[Фрагмент документа]

* * * *

Ведь, это две чашки весов.
На одной лежит рубль. На другой лежит товар.
Чем ниже падает рубль, тем больше повышается всё в цене.
Скоро рубль не будет стоить ничего.
Мы будем сидеть голодные, нищие среди груд мусора, ничего не стоящего сора, – наших кредитных бумажек.
Мы похожи на промотавшегося мота, на спившегося пьяницу, на потерянного человека, который сам махнул на себя рукой.
Всё равно, завтра – или пулю в лоб, или в долговое.
Ведь, кредитный билет – это вексель.
И мы «подмахиваем», «жарим» векселя.
Сегодня подмахивали на сто рублей – за пятьдесят.
Завтра будем подмахивать за сорок.
Скоро – за четыре, за два рубля.
– День да ночь – сутки прочь.
Лишь бы сегодня прожить.
Лишь бы сегодня пожрать.
И кто же это делает?
Страна, полная богатств.
Страна, полная людей, сильных, здоровых, могучих, которые жаждут жизни, труда.
И когда? Когда?
Мы никогда ещё не выходили на историческую арену так, как выйдем теперь, завтра.
Трезвыми и свободными.
Что сделает в мире трезвая и свободная Россия!
Какая будущность нас ждёт! Ждёт эту новую Россию.
И мы её режем.
Мы заковываем в цепи, которые куются на этих проклятых, без умолку работающих мусорные кредитки машинах, – заковываем в цепи нищеты, неоплатных долгов, разорения.
Рабства.
Ибо нищета всегда рабство.
Для спасения новой России, как для спасения всякой страны, всякого строя, всякого режима, одно средство:
– Деньги.
Заём.
Прекратить работу проклятых машин.

* * * *

(Записи для разметки ограничивающих рамок)
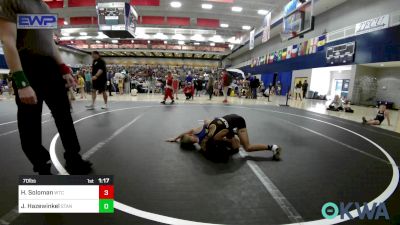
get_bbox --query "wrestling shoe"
[65,159,92,175]
[270,145,282,161]
[34,163,53,175]
[362,117,367,124]
[85,105,94,110]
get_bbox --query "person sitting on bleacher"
[327,95,354,113]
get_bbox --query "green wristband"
[13,71,30,89]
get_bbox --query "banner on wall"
[356,15,390,35]
[249,29,256,50]
[262,12,271,43]
[251,35,326,67]
[317,35,326,52]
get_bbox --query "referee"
[0,0,91,175]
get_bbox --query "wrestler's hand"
[18,87,37,105]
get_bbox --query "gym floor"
[0,99,400,225]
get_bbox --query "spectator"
[294,81,303,101]
[172,75,179,100]
[328,95,344,111]
[183,83,194,100]
[195,78,203,97]
[250,77,260,99]
[362,104,390,127]
[207,75,214,100]
[302,80,308,98]
[83,70,92,93]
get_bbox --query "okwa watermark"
[321,202,390,220]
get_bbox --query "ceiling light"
[228,37,242,45]
[171,2,182,8]
[190,34,205,41]
[172,34,186,41]
[136,33,150,39]
[257,9,269,16]
[232,6,243,12]
[242,25,251,30]
[76,36,91,40]
[209,35,225,43]
[220,23,229,28]
[60,37,75,41]
[201,4,213,9]
[154,33,168,40]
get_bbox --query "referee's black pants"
[14,53,81,172]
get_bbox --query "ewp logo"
[17,14,58,29]
[321,202,390,220]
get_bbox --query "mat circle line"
[50,105,399,225]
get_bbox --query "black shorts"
[92,80,107,93]
[222,114,246,130]
[209,114,246,138]
[201,140,239,163]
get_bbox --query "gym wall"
[104,57,220,68]
[228,0,399,66]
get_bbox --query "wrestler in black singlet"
[208,114,246,138]
[202,114,246,162]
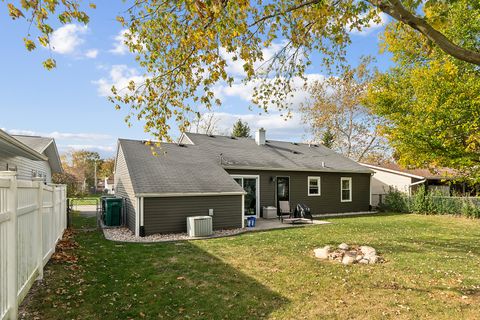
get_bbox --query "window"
[340,178,352,202]
[308,177,320,196]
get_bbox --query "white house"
[361,163,458,206]
[0,130,63,183]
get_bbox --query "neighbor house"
[114,129,372,235]
[362,162,468,206]
[0,130,62,183]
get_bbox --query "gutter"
[0,130,48,161]
[222,165,374,174]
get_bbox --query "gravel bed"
[103,228,248,242]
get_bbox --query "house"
[362,163,469,206]
[114,129,372,235]
[97,177,114,194]
[0,130,63,183]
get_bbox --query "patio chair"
[278,201,293,223]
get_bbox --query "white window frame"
[340,177,352,202]
[307,176,322,197]
[230,174,260,220]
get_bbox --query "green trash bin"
[103,198,123,227]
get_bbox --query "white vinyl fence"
[0,172,67,320]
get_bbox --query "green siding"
[143,195,242,235]
[114,146,137,233]
[227,169,370,214]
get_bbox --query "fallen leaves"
[52,229,78,264]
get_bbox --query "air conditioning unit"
[187,216,213,237]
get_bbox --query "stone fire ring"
[313,243,384,265]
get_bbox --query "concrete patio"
[246,218,331,231]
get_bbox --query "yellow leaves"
[38,36,49,47]
[42,58,57,70]
[7,3,25,20]
[23,38,36,51]
[115,16,125,26]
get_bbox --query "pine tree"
[232,119,250,138]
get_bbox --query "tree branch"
[366,0,480,65]
[248,0,322,28]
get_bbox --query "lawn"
[22,214,480,320]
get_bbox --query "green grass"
[19,215,480,320]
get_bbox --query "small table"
[263,206,278,219]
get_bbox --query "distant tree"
[364,0,480,183]
[300,57,388,161]
[62,150,102,192]
[98,158,115,179]
[232,119,250,138]
[52,171,81,198]
[190,112,220,134]
[7,0,480,141]
[322,127,335,149]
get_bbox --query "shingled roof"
[12,134,53,153]
[119,139,244,196]
[184,133,372,173]
[12,135,63,173]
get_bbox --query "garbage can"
[103,198,123,227]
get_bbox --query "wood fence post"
[35,178,44,280]
[2,172,18,320]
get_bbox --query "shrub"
[380,186,480,218]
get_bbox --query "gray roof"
[185,133,372,173]
[12,135,63,173]
[0,129,47,161]
[12,134,53,153]
[119,139,243,195]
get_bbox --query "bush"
[380,186,480,218]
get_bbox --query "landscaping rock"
[313,243,384,265]
[368,255,378,264]
[313,246,331,260]
[360,246,377,256]
[342,252,356,265]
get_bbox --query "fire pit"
[313,243,384,265]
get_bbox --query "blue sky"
[0,1,390,157]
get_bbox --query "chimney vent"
[255,128,266,146]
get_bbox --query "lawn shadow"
[76,236,289,319]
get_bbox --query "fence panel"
[0,180,10,319]
[0,172,66,320]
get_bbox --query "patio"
[103,218,331,243]
[245,218,331,231]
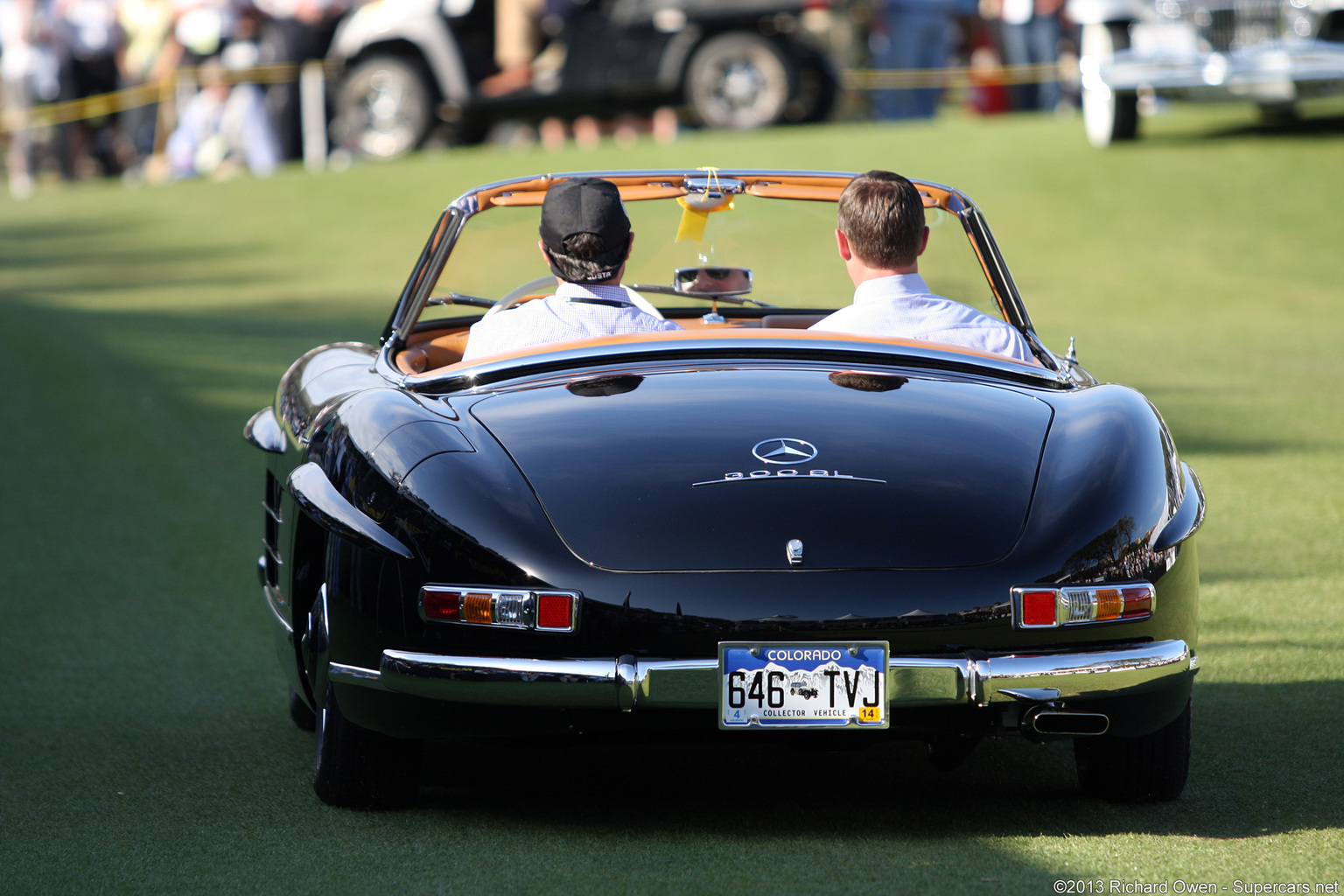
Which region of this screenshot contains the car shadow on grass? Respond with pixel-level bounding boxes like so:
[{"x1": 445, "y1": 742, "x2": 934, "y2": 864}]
[{"x1": 421, "y1": 681, "x2": 1344, "y2": 838}]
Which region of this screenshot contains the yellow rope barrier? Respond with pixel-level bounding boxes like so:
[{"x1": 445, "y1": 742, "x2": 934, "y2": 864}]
[
  {"x1": 0, "y1": 62, "x2": 1074, "y2": 135},
  {"x1": 840, "y1": 62, "x2": 1076, "y2": 90},
  {"x1": 0, "y1": 62, "x2": 315, "y2": 135}
]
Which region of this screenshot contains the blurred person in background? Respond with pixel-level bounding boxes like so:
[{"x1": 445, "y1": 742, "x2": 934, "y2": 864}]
[
  {"x1": 0, "y1": 0, "x2": 60, "y2": 199},
  {"x1": 117, "y1": 0, "x2": 178, "y2": 168},
  {"x1": 868, "y1": 0, "x2": 975, "y2": 120},
  {"x1": 165, "y1": 42, "x2": 281, "y2": 178},
  {"x1": 985, "y1": 0, "x2": 1065, "y2": 110},
  {"x1": 256, "y1": 0, "x2": 351, "y2": 158},
  {"x1": 52, "y1": 0, "x2": 125, "y2": 180}
]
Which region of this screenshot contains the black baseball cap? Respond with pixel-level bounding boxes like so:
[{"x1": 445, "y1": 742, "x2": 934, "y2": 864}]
[{"x1": 540, "y1": 178, "x2": 630, "y2": 261}]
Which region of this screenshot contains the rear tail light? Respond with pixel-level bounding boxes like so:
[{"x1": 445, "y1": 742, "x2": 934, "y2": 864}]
[
  {"x1": 419, "y1": 584, "x2": 579, "y2": 632},
  {"x1": 1012, "y1": 582, "x2": 1157, "y2": 628}
]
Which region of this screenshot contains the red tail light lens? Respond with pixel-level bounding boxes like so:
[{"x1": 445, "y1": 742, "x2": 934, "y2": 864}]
[
  {"x1": 1018, "y1": 590, "x2": 1059, "y2": 628},
  {"x1": 421, "y1": 588, "x2": 462, "y2": 622},
  {"x1": 536, "y1": 592, "x2": 574, "y2": 632}
]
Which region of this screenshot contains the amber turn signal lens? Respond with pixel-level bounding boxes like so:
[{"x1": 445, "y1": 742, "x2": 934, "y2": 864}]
[
  {"x1": 1096, "y1": 588, "x2": 1125, "y2": 622},
  {"x1": 462, "y1": 594, "x2": 494, "y2": 625}
]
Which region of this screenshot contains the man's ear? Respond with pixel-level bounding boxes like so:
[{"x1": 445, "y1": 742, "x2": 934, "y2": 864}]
[{"x1": 836, "y1": 228, "x2": 854, "y2": 261}]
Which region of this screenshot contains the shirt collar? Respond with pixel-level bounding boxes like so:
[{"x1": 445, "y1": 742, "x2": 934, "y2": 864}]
[
  {"x1": 853, "y1": 274, "x2": 930, "y2": 304},
  {"x1": 555, "y1": 282, "x2": 630, "y2": 304}
]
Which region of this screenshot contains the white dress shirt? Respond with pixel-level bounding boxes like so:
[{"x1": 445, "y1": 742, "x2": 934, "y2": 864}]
[
  {"x1": 809, "y1": 274, "x2": 1033, "y2": 364},
  {"x1": 462, "y1": 284, "x2": 682, "y2": 361}
]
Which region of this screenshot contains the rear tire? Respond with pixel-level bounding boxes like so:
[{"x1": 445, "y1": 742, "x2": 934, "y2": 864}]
[
  {"x1": 1082, "y1": 22, "x2": 1138, "y2": 149},
  {"x1": 1074, "y1": 701, "x2": 1191, "y2": 803},
  {"x1": 331, "y1": 53, "x2": 434, "y2": 158},
  {"x1": 313, "y1": 685, "x2": 424, "y2": 808},
  {"x1": 685, "y1": 31, "x2": 790, "y2": 130}
]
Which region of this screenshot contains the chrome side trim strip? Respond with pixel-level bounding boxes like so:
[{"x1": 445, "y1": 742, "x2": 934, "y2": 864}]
[
  {"x1": 289, "y1": 461, "x2": 411, "y2": 557},
  {"x1": 243, "y1": 407, "x2": 286, "y2": 454},
  {"x1": 352, "y1": 640, "x2": 1199, "y2": 710},
  {"x1": 382, "y1": 650, "x2": 619, "y2": 710},
  {"x1": 972, "y1": 640, "x2": 1195, "y2": 707},
  {"x1": 261, "y1": 584, "x2": 294, "y2": 637},
  {"x1": 326, "y1": 662, "x2": 382, "y2": 688}
]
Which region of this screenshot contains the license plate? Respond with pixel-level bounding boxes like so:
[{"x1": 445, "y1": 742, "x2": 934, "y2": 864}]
[{"x1": 719, "y1": 640, "x2": 887, "y2": 728}]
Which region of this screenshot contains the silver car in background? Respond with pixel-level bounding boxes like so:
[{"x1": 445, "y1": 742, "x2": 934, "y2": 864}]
[{"x1": 1068, "y1": 0, "x2": 1344, "y2": 146}]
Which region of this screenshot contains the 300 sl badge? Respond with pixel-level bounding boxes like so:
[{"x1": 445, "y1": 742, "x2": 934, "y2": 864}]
[{"x1": 719, "y1": 640, "x2": 887, "y2": 728}]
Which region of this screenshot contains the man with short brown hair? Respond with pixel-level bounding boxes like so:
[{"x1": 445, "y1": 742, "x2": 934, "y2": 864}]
[{"x1": 810, "y1": 171, "x2": 1033, "y2": 364}]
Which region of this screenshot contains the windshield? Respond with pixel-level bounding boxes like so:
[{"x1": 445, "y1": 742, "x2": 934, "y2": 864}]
[{"x1": 421, "y1": 195, "x2": 1001, "y2": 321}]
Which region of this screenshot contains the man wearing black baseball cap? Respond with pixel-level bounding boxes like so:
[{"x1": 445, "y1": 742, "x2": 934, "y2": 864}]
[{"x1": 462, "y1": 178, "x2": 682, "y2": 361}]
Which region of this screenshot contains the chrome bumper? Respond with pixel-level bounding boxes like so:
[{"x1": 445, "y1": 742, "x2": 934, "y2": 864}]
[{"x1": 331, "y1": 640, "x2": 1199, "y2": 710}]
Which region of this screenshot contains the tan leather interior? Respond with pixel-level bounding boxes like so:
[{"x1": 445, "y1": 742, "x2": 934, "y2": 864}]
[{"x1": 396, "y1": 322, "x2": 1036, "y2": 376}]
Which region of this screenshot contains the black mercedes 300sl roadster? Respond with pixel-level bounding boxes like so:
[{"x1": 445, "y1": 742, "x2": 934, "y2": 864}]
[{"x1": 245, "y1": 169, "x2": 1204, "y2": 806}]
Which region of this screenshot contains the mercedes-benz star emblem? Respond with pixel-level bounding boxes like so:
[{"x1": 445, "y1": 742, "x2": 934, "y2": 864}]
[{"x1": 752, "y1": 439, "x2": 817, "y2": 464}]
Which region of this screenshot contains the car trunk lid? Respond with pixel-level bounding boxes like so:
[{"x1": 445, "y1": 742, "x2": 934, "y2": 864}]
[{"x1": 472, "y1": 368, "x2": 1053, "y2": 570}]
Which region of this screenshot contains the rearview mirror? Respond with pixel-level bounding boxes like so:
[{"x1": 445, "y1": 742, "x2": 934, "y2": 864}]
[{"x1": 672, "y1": 268, "x2": 752, "y2": 297}]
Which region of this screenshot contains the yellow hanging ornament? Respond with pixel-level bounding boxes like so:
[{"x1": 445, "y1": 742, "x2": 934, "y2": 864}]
[{"x1": 674, "y1": 168, "x2": 732, "y2": 243}]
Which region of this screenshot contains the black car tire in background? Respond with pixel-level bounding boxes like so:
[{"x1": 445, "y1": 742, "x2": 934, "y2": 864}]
[
  {"x1": 685, "y1": 31, "x2": 797, "y2": 130},
  {"x1": 1082, "y1": 22, "x2": 1138, "y2": 149},
  {"x1": 313, "y1": 685, "x2": 424, "y2": 808},
  {"x1": 331, "y1": 53, "x2": 434, "y2": 158},
  {"x1": 1074, "y1": 703, "x2": 1191, "y2": 803}
]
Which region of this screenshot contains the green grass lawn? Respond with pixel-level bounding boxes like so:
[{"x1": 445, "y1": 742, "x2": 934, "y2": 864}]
[{"x1": 0, "y1": 108, "x2": 1344, "y2": 894}]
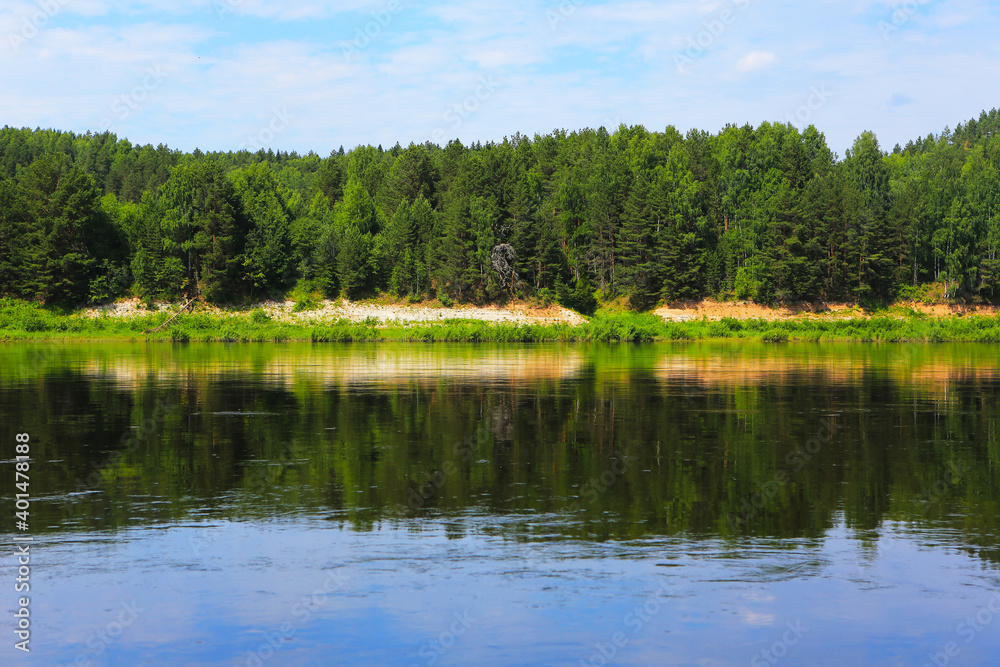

* * * *

[Задание]
С чем во фрагменте документа сравниваются рубль и товар?

[Решение задачи]
С двумя чашками весов: на одной лежит рубль, на другой товар.